» **EXERCISE**
Each line of the listing that includes the string "broccoli" is to be identified and copied.
START GIVEN INFORMATION
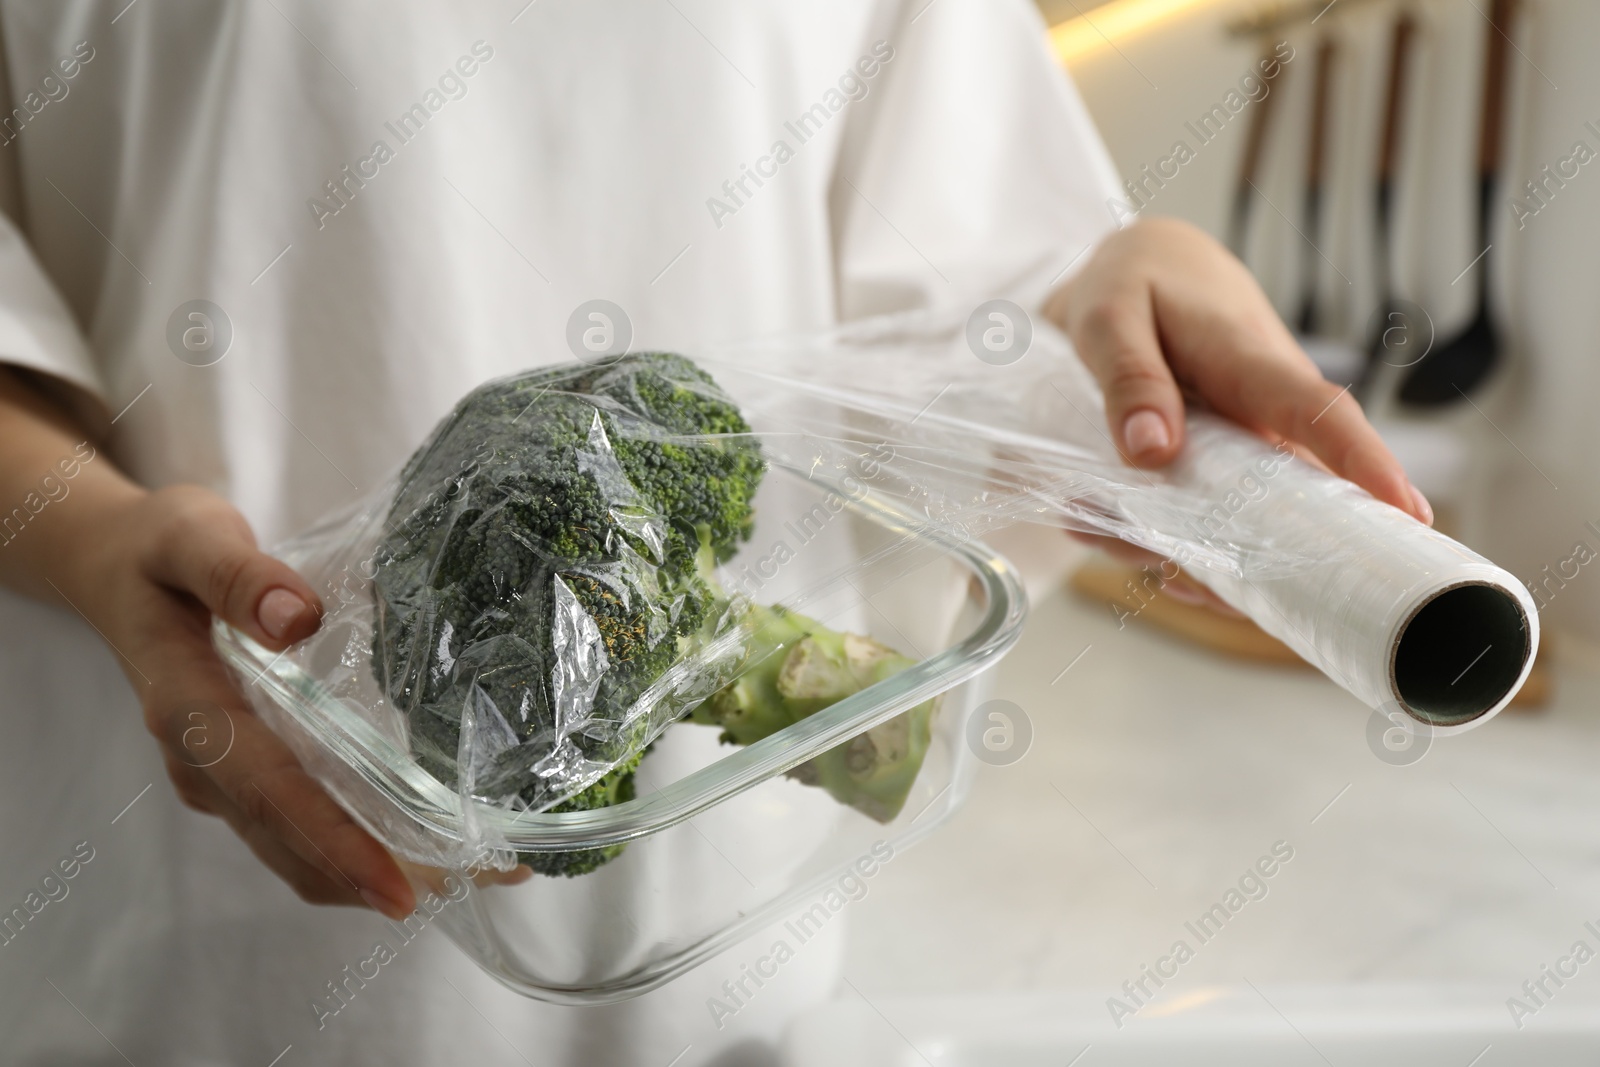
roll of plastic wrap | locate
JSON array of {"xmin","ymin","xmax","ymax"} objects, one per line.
[
  {"xmin": 1151, "ymin": 415, "xmax": 1537, "ymax": 734},
  {"xmin": 710, "ymin": 313, "xmax": 1538, "ymax": 734},
  {"xmin": 1008, "ymin": 364, "xmax": 1540, "ymax": 735},
  {"xmin": 955, "ymin": 401, "xmax": 1541, "ymax": 734}
]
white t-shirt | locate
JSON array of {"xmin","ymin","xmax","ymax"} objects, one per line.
[{"xmin": 0, "ymin": 1, "xmax": 1118, "ymax": 1064}]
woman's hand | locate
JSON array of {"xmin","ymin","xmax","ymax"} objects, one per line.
[
  {"xmin": 1046, "ymin": 216, "xmax": 1432, "ymax": 524},
  {"xmin": 0, "ymin": 369, "xmax": 415, "ymax": 920},
  {"xmin": 71, "ymin": 486, "xmax": 418, "ymax": 919}
]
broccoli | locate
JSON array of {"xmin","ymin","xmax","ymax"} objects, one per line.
[
  {"xmin": 519, "ymin": 745, "xmax": 648, "ymax": 878},
  {"xmin": 371, "ymin": 353, "xmax": 934, "ymax": 878},
  {"xmin": 693, "ymin": 603, "xmax": 939, "ymax": 823}
]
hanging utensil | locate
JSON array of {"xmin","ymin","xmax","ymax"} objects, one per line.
[
  {"xmin": 1353, "ymin": 12, "xmax": 1418, "ymax": 403},
  {"xmin": 1397, "ymin": 0, "xmax": 1514, "ymax": 407},
  {"xmin": 1227, "ymin": 40, "xmax": 1288, "ymax": 256},
  {"xmin": 1293, "ymin": 37, "xmax": 1337, "ymax": 337},
  {"xmin": 1288, "ymin": 36, "xmax": 1366, "ymax": 385}
]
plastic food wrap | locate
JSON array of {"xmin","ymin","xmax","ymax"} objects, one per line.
[
  {"xmin": 222, "ymin": 309, "xmax": 1536, "ymax": 879},
  {"xmin": 698, "ymin": 310, "xmax": 1537, "ymax": 736}
]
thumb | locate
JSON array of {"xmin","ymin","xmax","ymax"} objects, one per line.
[
  {"xmin": 1068, "ymin": 296, "xmax": 1188, "ymax": 467},
  {"xmin": 142, "ymin": 488, "xmax": 323, "ymax": 649}
]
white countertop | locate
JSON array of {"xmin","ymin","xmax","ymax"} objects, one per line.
[{"xmin": 841, "ymin": 551, "xmax": 1600, "ymax": 1003}]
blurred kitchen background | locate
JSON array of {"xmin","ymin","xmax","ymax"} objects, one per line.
[
  {"xmin": 779, "ymin": 3, "xmax": 1600, "ymax": 1062},
  {"xmin": 1054, "ymin": 0, "xmax": 1600, "ymax": 647}
]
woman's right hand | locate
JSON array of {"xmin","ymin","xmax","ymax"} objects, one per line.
[
  {"xmin": 62, "ymin": 483, "xmax": 419, "ymax": 919},
  {"xmin": 0, "ymin": 368, "xmax": 415, "ymax": 920}
]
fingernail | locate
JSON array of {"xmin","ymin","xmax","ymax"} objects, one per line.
[
  {"xmin": 1122, "ymin": 410, "xmax": 1171, "ymax": 459},
  {"xmin": 257, "ymin": 588, "xmax": 308, "ymax": 641},
  {"xmin": 360, "ymin": 887, "xmax": 412, "ymax": 921},
  {"xmin": 1162, "ymin": 580, "xmax": 1208, "ymax": 606},
  {"xmin": 1410, "ymin": 485, "xmax": 1434, "ymax": 526}
]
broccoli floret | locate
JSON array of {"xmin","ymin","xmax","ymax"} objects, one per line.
[
  {"xmin": 517, "ymin": 747, "xmax": 647, "ymax": 878},
  {"xmin": 371, "ymin": 353, "xmax": 935, "ymax": 878},
  {"xmin": 373, "ymin": 354, "xmax": 753, "ymax": 803}
]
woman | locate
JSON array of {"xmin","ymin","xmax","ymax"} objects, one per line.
[{"xmin": 0, "ymin": 2, "xmax": 1427, "ymax": 1064}]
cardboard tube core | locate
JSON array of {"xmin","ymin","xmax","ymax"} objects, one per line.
[{"xmin": 1393, "ymin": 582, "xmax": 1532, "ymax": 728}]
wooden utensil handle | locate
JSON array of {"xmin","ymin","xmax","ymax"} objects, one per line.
[
  {"xmin": 1479, "ymin": 0, "xmax": 1516, "ymax": 176},
  {"xmin": 1377, "ymin": 15, "xmax": 1416, "ymax": 184},
  {"xmin": 1306, "ymin": 38, "xmax": 1337, "ymax": 190},
  {"xmin": 1236, "ymin": 41, "xmax": 1286, "ymax": 196}
]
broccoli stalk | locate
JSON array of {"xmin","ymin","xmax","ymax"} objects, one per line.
[{"xmin": 692, "ymin": 603, "xmax": 939, "ymax": 823}]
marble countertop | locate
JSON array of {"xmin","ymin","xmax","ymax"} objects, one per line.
[{"xmin": 841, "ymin": 548, "xmax": 1600, "ymax": 1004}]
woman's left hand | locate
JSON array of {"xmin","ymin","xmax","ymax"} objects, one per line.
[{"xmin": 1045, "ymin": 216, "xmax": 1432, "ymax": 525}]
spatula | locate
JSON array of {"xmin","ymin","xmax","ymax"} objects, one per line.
[{"xmin": 1397, "ymin": 0, "xmax": 1514, "ymax": 407}]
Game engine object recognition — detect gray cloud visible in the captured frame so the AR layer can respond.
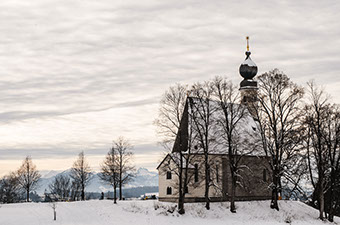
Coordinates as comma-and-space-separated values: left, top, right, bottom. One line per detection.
0, 0, 339, 174
0, 143, 161, 160
0, 97, 157, 121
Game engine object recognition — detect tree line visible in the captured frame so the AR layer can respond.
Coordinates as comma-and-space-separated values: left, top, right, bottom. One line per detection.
0, 137, 135, 204
155, 69, 339, 221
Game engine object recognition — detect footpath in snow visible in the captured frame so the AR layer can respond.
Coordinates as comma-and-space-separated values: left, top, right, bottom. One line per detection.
0, 200, 338, 225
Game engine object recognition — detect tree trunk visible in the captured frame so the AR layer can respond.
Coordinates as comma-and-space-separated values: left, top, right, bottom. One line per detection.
54, 210, 56, 221
319, 180, 325, 220
178, 152, 185, 214
81, 184, 85, 201
328, 204, 334, 223
205, 156, 210, 210
328, 214, 334, 222
178, 180, 185, 214
327, 170, 335, 222
178, 191, 185, 215
230, 172, 236, 213
26, 187, 30, 202
119, 176, 122, 200
113, 184, 117, 204
270, 168, 279, 211
229, 141, 237, 213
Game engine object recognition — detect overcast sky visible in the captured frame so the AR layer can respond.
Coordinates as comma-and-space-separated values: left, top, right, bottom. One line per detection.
0, 0, 339, 175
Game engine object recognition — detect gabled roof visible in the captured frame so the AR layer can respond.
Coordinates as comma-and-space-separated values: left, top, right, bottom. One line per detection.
156, 152, 195, 170
156, 152, 271, 171
156, 154, 172, 170
171, 96, 263, 156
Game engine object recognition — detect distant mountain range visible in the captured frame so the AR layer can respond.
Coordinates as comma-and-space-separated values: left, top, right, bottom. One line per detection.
36, 168, 158, 195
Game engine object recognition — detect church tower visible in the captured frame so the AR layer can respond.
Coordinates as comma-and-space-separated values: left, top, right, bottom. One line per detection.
239, 36, 258, 117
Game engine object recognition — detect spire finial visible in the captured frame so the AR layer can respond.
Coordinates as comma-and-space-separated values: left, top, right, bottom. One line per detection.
246, 36, 249, 51
239, 36, 258, 80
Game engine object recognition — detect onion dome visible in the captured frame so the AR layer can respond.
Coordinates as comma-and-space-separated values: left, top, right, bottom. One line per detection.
239, 37, 258, 80
240, 78, 257, 88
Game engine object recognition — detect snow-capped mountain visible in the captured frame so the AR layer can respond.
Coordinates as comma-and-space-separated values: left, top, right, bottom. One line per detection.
36, 167, 158, 195
127, 168, 158, 188
40, 170, 61, 179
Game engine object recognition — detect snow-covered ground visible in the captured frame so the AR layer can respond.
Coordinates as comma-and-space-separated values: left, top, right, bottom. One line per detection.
0, 200, 338, 225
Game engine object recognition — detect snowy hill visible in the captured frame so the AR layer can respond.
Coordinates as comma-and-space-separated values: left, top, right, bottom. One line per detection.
36, 168, 158, 195
0, 200, 338, 225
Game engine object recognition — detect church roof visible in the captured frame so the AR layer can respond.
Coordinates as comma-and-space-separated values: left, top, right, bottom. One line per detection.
156, 152, 195, 170
171, 97, 264, 156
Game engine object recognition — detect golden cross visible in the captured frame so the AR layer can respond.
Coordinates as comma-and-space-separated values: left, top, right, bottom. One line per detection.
246, 36, 249, 51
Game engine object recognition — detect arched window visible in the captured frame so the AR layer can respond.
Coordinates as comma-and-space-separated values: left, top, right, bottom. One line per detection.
167, 187, 172, 195
263, 169, 267, 182
166, 171, 172, 179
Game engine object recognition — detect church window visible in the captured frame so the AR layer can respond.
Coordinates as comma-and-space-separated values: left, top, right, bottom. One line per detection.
166, 171, 172, 180
167, 187, 172, 195
194, 164, 198, 182
263, 169, 267, 182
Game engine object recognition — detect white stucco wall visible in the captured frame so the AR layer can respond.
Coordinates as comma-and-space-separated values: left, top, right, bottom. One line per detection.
158, 154, 224, 200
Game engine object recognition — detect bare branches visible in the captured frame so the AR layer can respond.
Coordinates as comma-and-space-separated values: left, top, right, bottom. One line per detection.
304, 81, 340, 221
189, 81, 216, 210
154, 84, 188, 151
0, 172, 21, 203
17, 156, 41, 202
255, 69, 304, 211
49, 174, 71, 201
212, 76, 251, 212
70, 152, 92, 201
114, 137, 135, 200
99, 146, 119, 203
99, 137, 135, 203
END GIVEN INFORMATION
» **YOUR SOLUTION**
broccoli | locate
broccoli floret | locate
broccoli stalk | locate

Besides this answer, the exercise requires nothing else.